For each stock, explicitly call out: - Bull Case: What happens if everything goes right? (Upside scenario) - Base Case: Most likely outcome based on current trends - Bear Case: What happens if growth stalls or macro deteriorates? (Downside scenario) - Key Risk Factors: The 3-5 most important things that could derail the thesis - Position Sizing Guidance: Higher conviction = larger position; speculative = smaller allocation


Output Format

For a Full Screen (Multiple Stocks)

Present results as a structured report:

# Growth Stock Screener Report
## Date: [Current Date]
## Parameters: [Market, Cap Range, Sectors, Risk Level, Time Horizon]

## Executive Summary
[2-3 paragraph overview of current market environment for growth stocks,
key trends driving opportunities, and summary of top picks]

## Market Environment & Trend Context
[Current macro conditions, key secular trends in play, sector rotation dynamics]

## Screened Stocks

### 1. [Company Name] ([Ticker]) — [One-line thesis]
**Sector**: [Sector] | **Market Cap**: [Cap] | **Current Price**: [Price]

**Why It's Here**: [2-3 sentences on why this stock passed the screen]

**Key Financials**:
| Metric | Current | 1Y Ago | 3Y CAGR |
|--------|---------|--------|---------|
| Revenue Growth | X% | Y% | Z% |
| EPS Growth | X% | Y% | Z% |
| Operating Margin | X% | Y% | — |
| FCF Yield | X% | Y% | — |
| PEG Ratio | X | Y | — |

**Trend Alignment**: [Which mega-trends this company rides]

**Short-Term Outlook (3-12 months)**:
- Expected Revenue Growth: X-Y%
- Expected EPS Growth: X-Y%
- Key Catalysts: [List 2-3]
- Near-Term Risks: [List 1-2]

**Long-Term Outlook (2-5 years)**:
- Revenue CAGR Potential: X-Y%
- EPS CAGR Potential: X-Y%
- TAM Opportunity: $X billion
- Moat Assessment: [Strong/Moderate/Developing]

**Risk Profile**: [Bull/Base/Bear price scenarios or growth scenarios]

---
[Repeat for each stock]

## Comparative Summary Table
[Side-by-side comparison of all screened stocks on key metrics]

## Disclaimer
This analysis is for informational and educational purposes only.
It is NOT investment advice. Always do your own research and consult
a qualified financial advisor before making investment decisions.
Past performance does not guarantee future results.

For a Single Stock Deep-Dive

Go deeper on all five phases for that one company. Include more granular financial data, more detailed management commentary analysis, deeper competitive positioning, and more specific catalyst timelines.


Research Methodology

When gathering data, use web search strategically:

  1. Start with recent earnings: Search "[Company] Q[X] [Year] earnings results"

*Extracted data entries*:
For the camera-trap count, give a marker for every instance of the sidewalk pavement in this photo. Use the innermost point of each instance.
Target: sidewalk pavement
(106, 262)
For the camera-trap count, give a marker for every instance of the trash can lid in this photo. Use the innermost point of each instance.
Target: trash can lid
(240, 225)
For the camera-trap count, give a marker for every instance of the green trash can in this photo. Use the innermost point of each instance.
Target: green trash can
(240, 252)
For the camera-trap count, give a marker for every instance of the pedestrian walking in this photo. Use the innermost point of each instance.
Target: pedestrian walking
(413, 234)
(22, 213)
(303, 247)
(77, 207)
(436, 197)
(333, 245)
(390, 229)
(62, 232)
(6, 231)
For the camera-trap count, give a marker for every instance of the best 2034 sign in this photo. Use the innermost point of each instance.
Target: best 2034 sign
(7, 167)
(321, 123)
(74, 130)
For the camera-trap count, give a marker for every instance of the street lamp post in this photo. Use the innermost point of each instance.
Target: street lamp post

*EXERCISE REQUIREMENTS*: Continue the growth stock screening instructions from the point where they stop.

*OUTPUT BELOW*:
  2. Get analyst consensus: Search "[Company] stock analyst estimates [Year]"
  3. Check recent developments: Search "[Company] news [current month/year]"
  4. Trend alignment: Search "[Company] [trend] opportunity" (e.g., "NVIDIA AI data center revenue")
  5. Competitive landscape: Search "[Company] vs [Competitor] market share"
  6. Macro context: Search "growth stocks outlook [current year]" or "[sector] sector outlook"

Always cross-reference multiple sources. Prefer primary sources (SEC filings, earnings transcripts, company IR pages) over secondary sources (blog posts, forums). For financial data, prefer Yahoo Finance, Bloomberg, Reuters, Morningstar, or SEC EDGAR.


Important Guidelines

  • Never make buy/sell/hold recommendations. Present analysis and let the user decide.
  • Always include a disclaimer that this is not financial advice.
  • Cite your sources. When quoting specific numbers, note where they came from.
  • Acknowledge uncertainty. Growth projections are inherently uncertain — present ranges, not point estimates.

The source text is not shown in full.